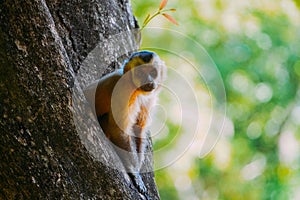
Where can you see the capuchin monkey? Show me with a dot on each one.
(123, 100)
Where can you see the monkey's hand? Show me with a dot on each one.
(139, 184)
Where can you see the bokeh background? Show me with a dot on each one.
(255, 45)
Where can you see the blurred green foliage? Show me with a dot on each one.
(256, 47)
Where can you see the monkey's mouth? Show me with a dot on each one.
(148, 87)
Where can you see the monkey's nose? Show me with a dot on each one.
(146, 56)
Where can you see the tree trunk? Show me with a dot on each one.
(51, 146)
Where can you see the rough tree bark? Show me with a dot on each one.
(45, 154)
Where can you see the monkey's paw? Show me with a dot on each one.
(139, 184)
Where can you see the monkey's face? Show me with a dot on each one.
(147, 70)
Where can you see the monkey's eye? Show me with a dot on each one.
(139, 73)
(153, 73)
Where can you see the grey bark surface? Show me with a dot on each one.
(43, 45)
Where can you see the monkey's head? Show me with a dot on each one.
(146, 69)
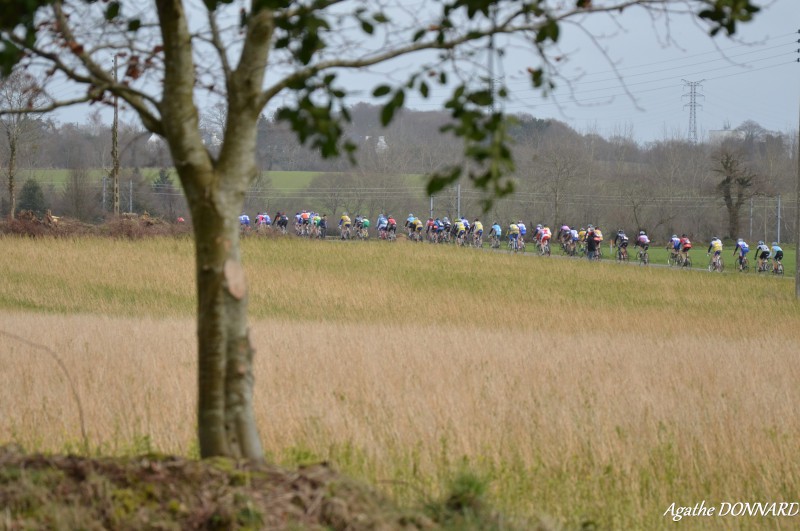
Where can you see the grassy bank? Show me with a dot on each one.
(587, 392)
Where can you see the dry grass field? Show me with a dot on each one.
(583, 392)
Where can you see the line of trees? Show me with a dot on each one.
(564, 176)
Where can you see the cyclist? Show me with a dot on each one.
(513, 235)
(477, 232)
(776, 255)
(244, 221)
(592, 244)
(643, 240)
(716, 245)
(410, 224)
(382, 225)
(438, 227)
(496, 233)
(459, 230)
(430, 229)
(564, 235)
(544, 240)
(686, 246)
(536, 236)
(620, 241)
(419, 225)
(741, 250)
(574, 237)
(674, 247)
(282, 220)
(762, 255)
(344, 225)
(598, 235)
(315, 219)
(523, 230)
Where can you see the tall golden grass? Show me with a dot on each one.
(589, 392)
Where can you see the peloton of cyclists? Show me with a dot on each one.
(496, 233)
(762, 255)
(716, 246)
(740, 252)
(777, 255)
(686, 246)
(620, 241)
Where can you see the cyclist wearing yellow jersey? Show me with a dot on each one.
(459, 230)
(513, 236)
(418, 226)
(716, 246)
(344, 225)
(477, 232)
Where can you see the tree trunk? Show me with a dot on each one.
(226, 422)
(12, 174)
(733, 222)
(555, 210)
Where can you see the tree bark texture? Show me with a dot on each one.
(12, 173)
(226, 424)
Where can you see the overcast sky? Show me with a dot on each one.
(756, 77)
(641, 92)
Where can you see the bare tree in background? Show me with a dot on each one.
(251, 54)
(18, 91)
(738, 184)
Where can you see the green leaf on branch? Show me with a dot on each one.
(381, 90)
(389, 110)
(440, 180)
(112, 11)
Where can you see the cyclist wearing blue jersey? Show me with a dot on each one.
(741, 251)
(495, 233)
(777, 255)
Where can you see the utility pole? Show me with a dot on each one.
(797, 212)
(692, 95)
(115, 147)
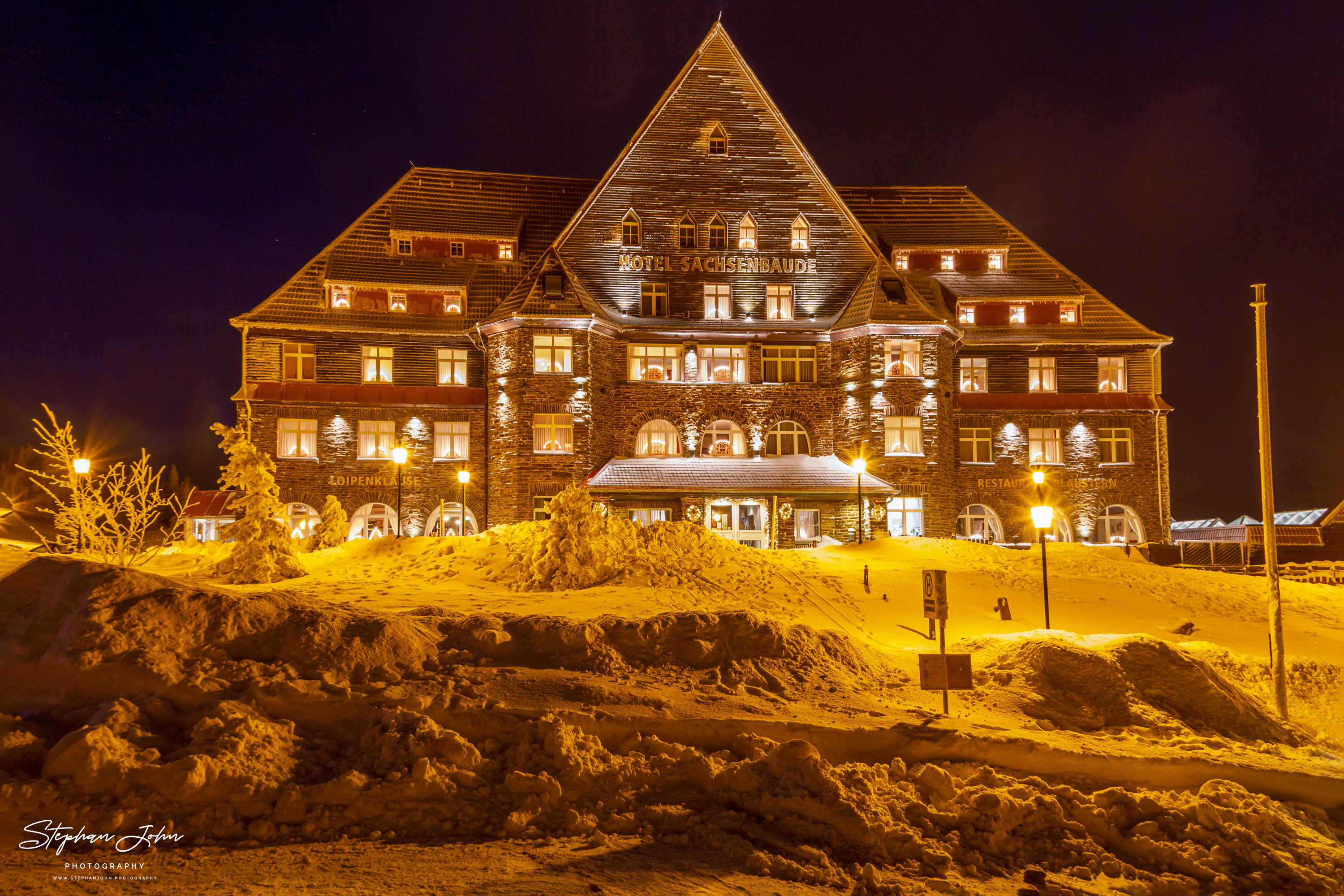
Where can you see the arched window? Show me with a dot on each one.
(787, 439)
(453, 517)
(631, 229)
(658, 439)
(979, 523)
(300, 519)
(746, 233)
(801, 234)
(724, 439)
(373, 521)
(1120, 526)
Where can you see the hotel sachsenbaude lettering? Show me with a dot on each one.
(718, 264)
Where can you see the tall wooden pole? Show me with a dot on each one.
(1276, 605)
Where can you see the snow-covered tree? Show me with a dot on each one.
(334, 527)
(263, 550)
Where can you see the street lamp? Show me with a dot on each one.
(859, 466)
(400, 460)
________________________
Your goal: Output all of the entries verbatim, leaving out any images.

Result:
Where can you see the capuchin monkey? Show me with a dot on each one.
(123, 100)
Where can you see the monkey's hand? Show me with a dot on each one.
(139, 184)
Where can you see the bokeh background? Show me with a dot on each one.
(255, 45)
Where can you see the blurred green foliage? Show me with a dot on each one.
(256, 47)
Where can you see the monkey's mouth? Show me with a dot on each one.
(148, 87)
Where can you see the monkey's nose? Show me with a dot on each one.
(146, 56)
Where can you see the tree trunk? Show me with a dot on each one.
(51, 146)
Where can you see the rough tree bark? Show me with a dot on each one.
(45, 154)
Where can you see the monkey's paw? Show me with a dot on each one.
(139, 184)
Where can you see the monkey's face? Show me with a dot on each one.
(147, 70)
Where can you see the monkey's eye? Show me with a dot on each one.
(139, 73)
(153, 73)
Where can you see the grey bark surface? Show me with a dot on each one.
(43, 45)
Where can you see the monkey's head? Show me with a dot on each one.
(146, 69)
Where can you see the grassy bank? Show me with a dot on each one.
(587, 392)
Where can you see the dry grass field? Show me with a dot on each one.
(583, 392)
Where can you see the line of trees? Show me with a dot on each one.
(564, 176)
Where can you see the cyclist? Show me with a dot on each one.
(513, 235)
(477, 232)
(776, 255)
(244, 221)
(592, 244)
(643, 240)
(716, 245)
(410, 224)
(382, 225)
(438, 227)
(496, 233)
(459, 230)
(430, 229)
(564, 235)
(544, 240)
(686, 246)
(536, 236)
(620, 241)
(419, 225)
(741, 250)
(574, 237)
(674, 247)
(282, 220)
(762, 255)
(344, 225)
(598, 235)
(315, 219)
(523, 230)
Where can you see the tall golden grass? Show me with a dot on each one.
(589, 392)
Where can you see the peloton of cyclists? Show me with a dot on each one.
(496, 233)
(762, 255)
(716, 246)
(740, 252)
(777, 255)
(686, 246)
(620, 241)
Where can you see the cyclist wearing yellow jersey? Show me with a dot on each one.
(459, 230)
(513, 236)
(418, 226)
(716, 246)
(344, 225)
(477, 232)
Where can you see the tree trunk? Show me with a dot on each one.
(226, 422)
(12, 174)
(733, 222)
(555, 210)
Where can you see the tree bark texture? Show me with a dot on each one.
(12, 173)
(226, 424)
Where can you see the overcast sky? Show me with a dot on each one.
(756, 77)
(641, 92)
Where can you see the bare tree in background? Show me with a dot on each one.
(251, 54)
(18, 91)
(738, 184)
Where can you see the green leaf on branch? Show me with a dot on each one.
(381, 90)
(389, 110)
(440, 180)
(112, 11)
Where can you see the cyclist wearing blue jersey? Show me with a dot on each one.
(741, 251)
(495, 233)
(777, 255)
Where can you see the utility pole? Show me with a dot on each one.
(797, 212)
(692, 95)
(115, 147)
Where can you see the arched window? Show me with a dot on each one.
(787, 439)
(453, 517)
(631, 229)
(658, 439)
(979, 523)
(300, 519)
(746, 233)
(801, 234)
(724, 439)
(373, 521)
(1120, 526)
Where can you see the hotel sachsenbaude lettering? Show me with a dot on each one.
(718, 264)
Where can you see the tall wooden pole? Show me with a dot on each one.
(1276, 605)
Where can you see the snow-covered tree? Show me with a dot on each one.
(334, 527)
(263, 550)
Where can you see the street lamp? Show me with a dot on each one.
(859, 466)
(400, 460)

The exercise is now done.